Quoted passage -

--

The galley punts are powerful seaboats; when close reefed can stand a great deal of heavy weather, and are the marvel of the vessels in distress which they succour.

All the Deal boats, the lifeboats of course excepted, are clinker built and of yellow colour, the natural elm being only varnished. And it is fine to see on a stormy day the splendid way in which they are handled, visible one moment on the crest and the next hidden in the trough of a wave, or launched or beached on the open shingle in some towering sea.

I have been breathless with anxiety as I have watched the launch of these boats into a heavy sea with a long dreadful recoil, but the landing is still more dangerous.

If you wait long enough when launching, you can get a smooth, or a comparatively smooth, sea. I have sometimes waited ten minutes and then the command is given ‘Let her go,’ and the boat is hurled into the racing curl of some green sea.

Sometimes the sea is too heavy for landing, and the galley punts lie off skimming about for hours. Sometimes if the weather looks threatening it is best to come at once, and then, supposing a heavy easterly sea, you must clap on a press of sail to drive the boat. You get ready a bow painter and a stern rope, and the boat, like a bolt set free, flies to the land. Very probably she takes a ‘shooter,’ that is, gets her nose down and her stern and rudder high into the air, and, all hands sitting aft, she is carried along amidst the hiss and burst of the very crest of the galloping billow. Fortunate are they if this wave holds the boat till she is thrown high up the beach, broadside on, for at the last minute the helm must be put up or down, to get the boat to lie along the shore, but only at the very last minute otherwise danger for the crew! I have known a boat landing, to capsize and catch the men underneath, and I have been myself tolerably near the same danger.

Three or four men man these galley punts, and the hardships and perils they encounter in the earning of their livelihood are great. The men are sometimes, even in winter time, three days away in these open boats, sleeping on the bare boards or ballast bags and wrapped in a sail.

--

Given information -
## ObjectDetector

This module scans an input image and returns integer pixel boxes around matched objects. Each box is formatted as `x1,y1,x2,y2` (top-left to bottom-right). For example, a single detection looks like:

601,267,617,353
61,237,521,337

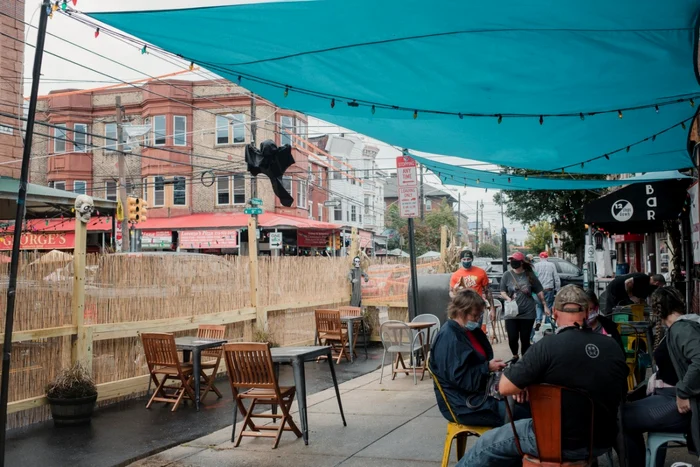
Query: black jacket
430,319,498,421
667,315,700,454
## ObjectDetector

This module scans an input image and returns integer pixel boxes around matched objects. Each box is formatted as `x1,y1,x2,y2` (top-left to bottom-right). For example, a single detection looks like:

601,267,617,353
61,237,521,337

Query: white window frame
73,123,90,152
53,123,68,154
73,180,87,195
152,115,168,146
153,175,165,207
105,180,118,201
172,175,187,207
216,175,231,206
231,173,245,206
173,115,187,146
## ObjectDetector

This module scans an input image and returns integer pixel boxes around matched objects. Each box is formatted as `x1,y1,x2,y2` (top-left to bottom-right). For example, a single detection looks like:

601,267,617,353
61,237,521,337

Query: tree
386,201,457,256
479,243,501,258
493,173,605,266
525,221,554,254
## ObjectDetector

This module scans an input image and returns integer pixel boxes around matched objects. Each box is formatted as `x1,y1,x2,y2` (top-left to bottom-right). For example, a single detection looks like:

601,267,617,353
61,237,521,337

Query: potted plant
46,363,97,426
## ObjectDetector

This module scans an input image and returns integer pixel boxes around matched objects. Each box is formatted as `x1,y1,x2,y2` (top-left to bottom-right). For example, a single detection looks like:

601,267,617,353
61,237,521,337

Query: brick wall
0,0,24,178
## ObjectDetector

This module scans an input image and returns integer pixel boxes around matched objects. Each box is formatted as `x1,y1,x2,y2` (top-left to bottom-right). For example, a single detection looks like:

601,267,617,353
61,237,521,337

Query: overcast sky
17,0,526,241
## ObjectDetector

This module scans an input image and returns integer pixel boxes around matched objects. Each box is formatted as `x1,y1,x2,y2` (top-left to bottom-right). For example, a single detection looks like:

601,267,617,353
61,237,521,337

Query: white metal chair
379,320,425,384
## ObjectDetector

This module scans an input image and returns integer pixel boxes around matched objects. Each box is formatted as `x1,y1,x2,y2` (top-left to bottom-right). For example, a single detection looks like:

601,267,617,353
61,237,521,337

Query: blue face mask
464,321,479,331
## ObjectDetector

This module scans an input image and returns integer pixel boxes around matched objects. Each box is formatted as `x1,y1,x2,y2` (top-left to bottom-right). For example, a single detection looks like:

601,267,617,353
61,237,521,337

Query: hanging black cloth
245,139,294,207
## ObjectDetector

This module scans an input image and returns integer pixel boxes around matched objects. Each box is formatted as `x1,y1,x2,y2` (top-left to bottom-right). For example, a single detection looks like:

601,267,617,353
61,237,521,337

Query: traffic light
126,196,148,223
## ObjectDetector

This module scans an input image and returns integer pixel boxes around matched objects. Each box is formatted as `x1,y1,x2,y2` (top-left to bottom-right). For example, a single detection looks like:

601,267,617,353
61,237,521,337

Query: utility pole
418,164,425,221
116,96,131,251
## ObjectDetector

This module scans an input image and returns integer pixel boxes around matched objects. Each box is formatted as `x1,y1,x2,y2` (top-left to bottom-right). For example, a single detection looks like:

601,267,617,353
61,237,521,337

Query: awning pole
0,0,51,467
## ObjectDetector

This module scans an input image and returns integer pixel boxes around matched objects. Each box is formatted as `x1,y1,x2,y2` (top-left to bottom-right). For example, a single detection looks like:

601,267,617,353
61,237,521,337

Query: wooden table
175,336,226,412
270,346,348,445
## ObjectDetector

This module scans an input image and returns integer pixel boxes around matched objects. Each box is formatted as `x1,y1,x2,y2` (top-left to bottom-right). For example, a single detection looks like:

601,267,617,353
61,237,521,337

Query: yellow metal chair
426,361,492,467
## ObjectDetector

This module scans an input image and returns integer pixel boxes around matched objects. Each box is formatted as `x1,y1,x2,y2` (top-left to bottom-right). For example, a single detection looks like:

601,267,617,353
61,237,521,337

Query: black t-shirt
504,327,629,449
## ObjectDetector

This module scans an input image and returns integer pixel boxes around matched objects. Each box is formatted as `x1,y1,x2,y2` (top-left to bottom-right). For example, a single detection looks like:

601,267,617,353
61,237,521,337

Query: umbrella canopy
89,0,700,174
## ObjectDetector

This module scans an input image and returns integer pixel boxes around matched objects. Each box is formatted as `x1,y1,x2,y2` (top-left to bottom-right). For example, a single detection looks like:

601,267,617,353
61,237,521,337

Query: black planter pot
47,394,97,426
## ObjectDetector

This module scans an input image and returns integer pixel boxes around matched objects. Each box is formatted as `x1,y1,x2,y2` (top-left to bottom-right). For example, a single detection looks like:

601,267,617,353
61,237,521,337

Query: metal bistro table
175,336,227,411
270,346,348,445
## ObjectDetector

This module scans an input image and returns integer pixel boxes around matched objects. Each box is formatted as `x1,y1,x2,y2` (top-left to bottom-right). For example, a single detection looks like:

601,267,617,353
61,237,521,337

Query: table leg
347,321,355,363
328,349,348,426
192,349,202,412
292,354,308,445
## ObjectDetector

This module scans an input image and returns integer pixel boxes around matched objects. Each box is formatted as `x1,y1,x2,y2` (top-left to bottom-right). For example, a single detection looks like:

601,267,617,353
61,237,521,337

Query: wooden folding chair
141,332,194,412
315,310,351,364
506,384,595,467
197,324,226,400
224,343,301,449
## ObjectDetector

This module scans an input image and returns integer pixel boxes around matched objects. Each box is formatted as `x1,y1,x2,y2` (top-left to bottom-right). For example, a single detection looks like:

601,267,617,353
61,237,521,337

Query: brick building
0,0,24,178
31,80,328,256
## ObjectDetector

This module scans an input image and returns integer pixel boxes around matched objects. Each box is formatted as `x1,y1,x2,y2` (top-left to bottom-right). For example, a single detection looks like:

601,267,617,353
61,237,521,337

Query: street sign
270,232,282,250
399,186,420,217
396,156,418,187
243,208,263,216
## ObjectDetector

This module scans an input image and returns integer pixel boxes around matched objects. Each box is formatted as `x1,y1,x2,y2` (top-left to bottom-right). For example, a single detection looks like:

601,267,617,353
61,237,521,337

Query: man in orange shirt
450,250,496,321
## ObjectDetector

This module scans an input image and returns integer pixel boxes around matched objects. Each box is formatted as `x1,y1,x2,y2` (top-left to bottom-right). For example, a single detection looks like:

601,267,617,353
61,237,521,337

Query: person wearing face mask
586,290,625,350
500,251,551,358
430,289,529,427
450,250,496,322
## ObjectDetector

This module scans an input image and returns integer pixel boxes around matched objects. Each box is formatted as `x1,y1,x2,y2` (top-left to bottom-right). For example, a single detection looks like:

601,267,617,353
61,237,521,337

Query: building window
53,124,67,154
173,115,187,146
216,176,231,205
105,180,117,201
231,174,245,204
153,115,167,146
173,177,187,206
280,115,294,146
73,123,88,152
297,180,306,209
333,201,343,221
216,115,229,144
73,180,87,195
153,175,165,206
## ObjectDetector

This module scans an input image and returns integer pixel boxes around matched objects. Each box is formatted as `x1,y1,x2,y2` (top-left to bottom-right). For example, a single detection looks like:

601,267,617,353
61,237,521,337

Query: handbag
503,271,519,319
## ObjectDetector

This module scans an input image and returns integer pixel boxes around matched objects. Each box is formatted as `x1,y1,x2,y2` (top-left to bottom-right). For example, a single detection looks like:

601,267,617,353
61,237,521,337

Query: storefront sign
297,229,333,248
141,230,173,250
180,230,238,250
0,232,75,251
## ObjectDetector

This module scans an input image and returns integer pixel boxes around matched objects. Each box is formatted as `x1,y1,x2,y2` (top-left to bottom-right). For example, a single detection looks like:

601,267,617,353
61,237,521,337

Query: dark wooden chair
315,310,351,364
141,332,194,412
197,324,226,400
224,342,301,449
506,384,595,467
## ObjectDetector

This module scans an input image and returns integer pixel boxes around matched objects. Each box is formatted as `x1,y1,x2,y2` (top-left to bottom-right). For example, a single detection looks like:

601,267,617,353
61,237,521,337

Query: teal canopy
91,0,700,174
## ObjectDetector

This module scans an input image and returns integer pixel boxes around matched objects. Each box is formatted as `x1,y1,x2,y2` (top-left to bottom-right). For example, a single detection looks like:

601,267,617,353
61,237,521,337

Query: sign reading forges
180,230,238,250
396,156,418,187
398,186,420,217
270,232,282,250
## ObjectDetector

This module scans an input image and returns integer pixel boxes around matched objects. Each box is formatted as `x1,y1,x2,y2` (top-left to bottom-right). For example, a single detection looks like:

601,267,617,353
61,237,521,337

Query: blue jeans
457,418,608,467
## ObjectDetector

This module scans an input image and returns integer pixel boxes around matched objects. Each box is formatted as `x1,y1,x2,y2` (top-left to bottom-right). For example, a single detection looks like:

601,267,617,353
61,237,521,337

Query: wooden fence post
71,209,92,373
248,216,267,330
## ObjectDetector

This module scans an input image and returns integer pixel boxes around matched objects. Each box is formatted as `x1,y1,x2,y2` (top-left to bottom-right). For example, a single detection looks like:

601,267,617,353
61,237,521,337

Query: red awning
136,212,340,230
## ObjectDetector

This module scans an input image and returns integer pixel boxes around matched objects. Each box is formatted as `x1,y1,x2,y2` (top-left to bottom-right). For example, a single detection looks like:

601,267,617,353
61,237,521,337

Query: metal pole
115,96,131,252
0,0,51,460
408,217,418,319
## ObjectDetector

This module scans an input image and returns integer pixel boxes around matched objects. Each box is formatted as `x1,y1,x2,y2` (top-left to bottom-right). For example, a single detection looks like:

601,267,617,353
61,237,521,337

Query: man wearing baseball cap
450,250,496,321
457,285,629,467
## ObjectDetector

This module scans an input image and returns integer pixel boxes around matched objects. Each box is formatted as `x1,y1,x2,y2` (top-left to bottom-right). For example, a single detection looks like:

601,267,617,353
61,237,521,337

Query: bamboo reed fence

--

Requirements -
[A] According to the passage about the Deal galley punts, how many men crew each of these boats?
[B] Please copy the Deal galley punts passage starting at "Three or four" and ending at "wrapped in a sail.", swapping "bare boards" for "wet planks".
[C] Write the next part of the passage about the Deal galley punts, picking up after its final sentence.
None of the data is needed here.

Exercise answers -
[A] Three or four men.

[B]
Three or four men man these galley punts, and the hardships and perils they encounter in the earning of their livelihood are great. The men are sometimes, even in winter time, three days away in these open boats, sleeping on the wet planks or ballast bags and wrapped in a sail.

[C]
They cruise to the west to put one of their number on board some homeward-bound vessel as ‘North Sea pilot,’ or they cruise to the north and up the Thames as far as Gravesend, a distance of eighty miles, to get hold of some outward-bound vessel with a pilot on board, which pilot is willing to pay the boatmen a sovereign for putting him ashore from the Downs, and they are towed behind the vessel, probably a fast steamer, for eighty miles to Deal and the Downs. I have done this and it is a curious experience in summer, but to be towed in the teeth of a north-easterly snowstorm from Gravesend to the Downs is quite another thing; but it is the common experience of the Deal boatmen. And every day in winter they hover off Deal in their splendid galley punts, rightly called ‘knock-toes,’ for the poor fellows’ hands and feet are often semi-frozen, to take a pilot out of some outward-bound steamer going at the rate of ten or fifteen knots an hour. It means at the outside about 5_s_. per man; perhaps they have earned nothing for a week, and hungry but dauntless they are determined to get hold of that steamer, if men can do it. On the steamer comes full speed right end on at them. The Deal men shoot at her under press of canvas, haul down sail, and lay their boat in the same direction as the flying steamship, which often never slackens her speed the least bit. As all this must be done in an instant, or pale death stares them in the face, it is done with wonderful speed and skill. While a man with a boat-hook, to which a long ‘towing-line’ is attached, stands in the bow of the galley punt and hooks it into anything he can catch, perhaps the bight of a rope hung over the steamer’s side, the steersman has for his own and his comrades’ lives to steer his best and to keep his boat clear of the steamer’s sides, and of her deadly propeller revolving astern, while the bowman pays out his towing-line, and others see it is all clear, and another takes a turn of it round a thwart.

The steamer is ‘hooked,’ and, fast as she flies ahead, the galley punt falls astern, this time, thank God, clear of the ‘fan,’ into the boiling wake of the steamer, and at last she feels the tremendous jerk such a jerk as would tear an oak tree from its roots of the tightening tow-rope.

Then the boat, with her stem high in the air, for so boats tow best, and all hands aft, and smothered in flying spray, is swept away with the steamer as far perhaps as Dover, where the pilot wants to land. Then the steam is eased off and the vessel stopped, but hardly ever for the Deal men.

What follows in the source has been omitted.